# Given exercise:
In the records below, find the line containing "Could you please spot the orange utv"; give it again exactly, along with every line that follows, and nothing else.

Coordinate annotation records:
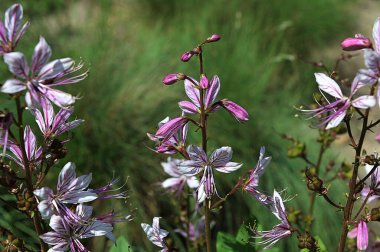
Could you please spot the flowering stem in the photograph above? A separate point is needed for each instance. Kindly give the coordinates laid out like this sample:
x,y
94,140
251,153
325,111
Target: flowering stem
x,y
352,184
363,204
367,176
314,194
28,176
203,123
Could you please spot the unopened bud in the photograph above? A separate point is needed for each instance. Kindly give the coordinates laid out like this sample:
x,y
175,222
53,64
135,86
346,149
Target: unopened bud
x,y
173,78
357,43
314,183
187,56
204,82
213,38
375,214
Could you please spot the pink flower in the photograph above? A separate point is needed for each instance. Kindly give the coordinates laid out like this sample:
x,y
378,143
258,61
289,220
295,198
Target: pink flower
x,y
337,110
361,234
357,43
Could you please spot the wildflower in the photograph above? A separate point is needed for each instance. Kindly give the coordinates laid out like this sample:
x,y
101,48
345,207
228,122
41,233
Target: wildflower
x,y
361,234
10,32
187,56
5,124
65,236
155,234
168,129
178,180
253,181
374,187
219,160
357,43
173,78
52,125
193,107
279,231
213,38
42,76
33,153
174,143
337,110
70,190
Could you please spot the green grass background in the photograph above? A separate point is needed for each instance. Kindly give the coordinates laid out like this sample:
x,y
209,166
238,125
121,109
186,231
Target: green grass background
x,y
130,45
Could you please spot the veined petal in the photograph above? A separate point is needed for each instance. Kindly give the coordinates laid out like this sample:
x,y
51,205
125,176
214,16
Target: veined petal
x,y
42,53
54,68
171,182
328,85
13,86
59,98
192,92
30,142
212,92
12,20
17,64
362,238
229,167
66,176
376,34
336,120
364,102
188,107
221,156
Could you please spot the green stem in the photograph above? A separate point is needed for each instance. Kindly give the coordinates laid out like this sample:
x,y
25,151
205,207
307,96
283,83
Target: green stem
x,y
28,175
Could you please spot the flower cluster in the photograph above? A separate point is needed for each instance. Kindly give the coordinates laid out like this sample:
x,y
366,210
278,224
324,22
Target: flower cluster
x,y
30,161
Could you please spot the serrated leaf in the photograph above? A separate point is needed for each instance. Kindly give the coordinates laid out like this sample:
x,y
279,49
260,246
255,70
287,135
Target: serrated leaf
x,y
122,245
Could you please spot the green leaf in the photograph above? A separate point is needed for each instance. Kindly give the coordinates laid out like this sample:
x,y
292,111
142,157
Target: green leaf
x,y
122,245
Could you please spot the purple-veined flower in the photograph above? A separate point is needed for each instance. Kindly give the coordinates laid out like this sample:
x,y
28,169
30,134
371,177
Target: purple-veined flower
x,y
337,110
357,43
155,234
42,76
361,234
279,231
219,160
66,236
253,181
70,190
193,107
10,32
52,125
178,180
374,186
170,127
173,143
5,123
33,153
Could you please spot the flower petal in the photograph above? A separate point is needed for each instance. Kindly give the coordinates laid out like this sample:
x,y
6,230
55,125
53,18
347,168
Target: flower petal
x,y
42,53
376,34
328,85
192,92
17,64
13,86
364,102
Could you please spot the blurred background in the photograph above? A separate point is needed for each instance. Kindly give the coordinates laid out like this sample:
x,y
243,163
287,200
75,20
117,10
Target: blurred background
x,y
263,64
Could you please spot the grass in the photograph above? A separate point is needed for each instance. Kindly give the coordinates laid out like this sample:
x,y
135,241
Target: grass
x,y
131,45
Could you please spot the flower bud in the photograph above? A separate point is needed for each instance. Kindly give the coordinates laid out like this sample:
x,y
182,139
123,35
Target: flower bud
x,y
187,56
173,78
357,43
213,38
237,111
204,82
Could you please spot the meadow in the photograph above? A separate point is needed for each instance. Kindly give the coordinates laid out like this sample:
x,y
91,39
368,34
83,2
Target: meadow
x,y
262,61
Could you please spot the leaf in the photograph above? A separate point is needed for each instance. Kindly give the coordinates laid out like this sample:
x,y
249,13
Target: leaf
x,y
122,245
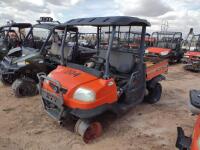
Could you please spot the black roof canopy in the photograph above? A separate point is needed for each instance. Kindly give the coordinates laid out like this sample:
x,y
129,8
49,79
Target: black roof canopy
x,y
167,33
109,21
18,25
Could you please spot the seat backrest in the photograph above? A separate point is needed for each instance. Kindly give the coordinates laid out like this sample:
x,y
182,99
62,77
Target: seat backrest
x,y
162,44
55,49
122,61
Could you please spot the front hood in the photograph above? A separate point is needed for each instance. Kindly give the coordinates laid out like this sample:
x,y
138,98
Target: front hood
x,y
158,50
70,78
191,54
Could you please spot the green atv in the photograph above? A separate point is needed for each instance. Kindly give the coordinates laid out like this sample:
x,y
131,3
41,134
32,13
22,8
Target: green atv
x,y
40,53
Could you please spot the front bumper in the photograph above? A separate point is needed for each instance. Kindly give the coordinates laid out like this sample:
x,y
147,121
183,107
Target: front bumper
x,y
183,142
55,107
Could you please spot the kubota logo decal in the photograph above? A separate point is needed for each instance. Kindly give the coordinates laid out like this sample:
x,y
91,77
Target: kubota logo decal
x,y
72,73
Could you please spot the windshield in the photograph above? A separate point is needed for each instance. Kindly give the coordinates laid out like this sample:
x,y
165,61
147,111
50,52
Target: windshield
x,y
36,38
125,37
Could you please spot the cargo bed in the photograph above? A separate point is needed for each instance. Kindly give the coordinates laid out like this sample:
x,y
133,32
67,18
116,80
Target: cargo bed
x,y
155,67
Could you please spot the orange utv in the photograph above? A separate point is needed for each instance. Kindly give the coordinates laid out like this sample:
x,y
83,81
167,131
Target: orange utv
x,y
116,79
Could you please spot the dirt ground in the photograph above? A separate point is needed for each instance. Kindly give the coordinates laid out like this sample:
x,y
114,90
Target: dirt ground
x,y
25,126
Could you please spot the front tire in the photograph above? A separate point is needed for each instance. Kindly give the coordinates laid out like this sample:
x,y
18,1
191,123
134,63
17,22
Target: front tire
x,y
154,94
24,87
6,80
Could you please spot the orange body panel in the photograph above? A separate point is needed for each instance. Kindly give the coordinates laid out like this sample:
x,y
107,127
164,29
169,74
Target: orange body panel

# Result of the exercise:
Could you please spot the orange utv in the photograph above? A separate point is needed for each instance. Kindly give the coordinates laid out like this sample:
x,y
83,81
167,131
Target: orange utv
x,y
116,79
Could you please spot the dirt ground in the photograph above? A separate point is needed for each instance. Kindly give the coordinates laid out like this sample:
x,y
114,90
Target: dirt ground
x,y
25,126
Could you please spot the front tire in the photograph above? A separate point is needed for each instance. Kindly give the coordinates laid out like this sample:
x,y
18,1
191,123
134,63
17,22
Target: front tire
x,y
154,94
24,87
6,80
Could you please spot the orange body panel in the photograph above? A separate point is needed for each instance. Kindly give the coordinates laid out like this sample:
x,y
107,127
164,29
169,74
Target: orange body panel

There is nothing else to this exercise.